SOURCE PASSAGE -

— START —

What I hoped this book to challenge, apart from ideas such as standardized testing, educational systems, wealth distribution, career biases towards the arts and the sciences and censorship, is the idea that it is harder than one things to qualify a ‘heroic’ character. There are many characters in this novel. Some do extraordinary things. All do some pretty awful things in order to further their cause, and every last one thinks that they are the hero of their own story, and in that way, they are right.

I was working on this story when I was in London and Dublin in the summer of 2012, scribbling on odds and ends of paper and spending far too much time in the hotel lobby, drinking coffee and typing until 3AM in the morning, and a lot of the story was done in a straight shot, written without stopping and without many blocks. I had seen Les Miserables in West End a week earlier and had been struck by the intensity of the idea of a multi-character plot centered around a rebellion, but I wanted to clearly deconstruct the idea in my own work that the freedom fighters are always intrinsically the ones in the right. Another major influence on this work was Alan Moore’s V for Vendetta, in the idea of a freedom fighter that commits horrible acts in the quest for justice.

— END —

REQUIREMENT 1 - In the author's note on the novel, what made V for Vendetta a major influence on the work? Answer in one to three sentences.
REQUIREMENT 2 - The author's note on the novel names several ideas the book hoped to challenge besides the question of what makes a character heroic. List all of them.
REQUIREMENT 3 - Extend the author's note on the novel and its rebellion plot, picking up right after its final sentence.
The entries have nothing to do with the work here.

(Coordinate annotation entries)
— START —

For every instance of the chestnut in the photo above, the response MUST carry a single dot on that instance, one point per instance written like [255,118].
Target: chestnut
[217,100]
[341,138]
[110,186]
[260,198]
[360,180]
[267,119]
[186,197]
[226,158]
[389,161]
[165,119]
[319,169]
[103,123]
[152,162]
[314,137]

— END —

EXPECTED OUTPUT 1 - V for Vendetta influenced the work through its idea of a freedom fighter who commits horrible acts in the quest for justice.

EXPECTED OUTPUT 2 -
- Standardized testing
- Educational systems
- Wealth distribution
- Career biases towards the arts and the sciences
- Censorship

EXPECTED OUTPUT 3 -
The title itself was influenced by a line in Hunter S. Thompson’s Fear and Loathing in Las Vegas, that described the decade of the sixties as a wave that ‘climbed higher and higher, and then finally broke and rolled back’ and I think that that kind of imagery was appropriate for the title of this work. The rebellions and events are like a series of waves that seem unending and invincible, only to crash in the end, petering out with ripples that echo in influence once the main event had concluded.

In general for this work, I was influenced a great deal by such authors such as George R.R. Martin, who also is known for works that deconstruct the idea of a singular protagonist or objective morality, as well as the obvious influences of Aldous Huxley, George Orwell, and Ray Bradbury. The existential philosopher Sartre was a major influence on the novel as well. This work is considered to be a piece of dystopian fiction, and I made the choice to write it in unrhymed verse as that seemed to reflect the stark and desolate mood of the piece better than prose. All of these influences tied together and found a place in the Death of the Wave.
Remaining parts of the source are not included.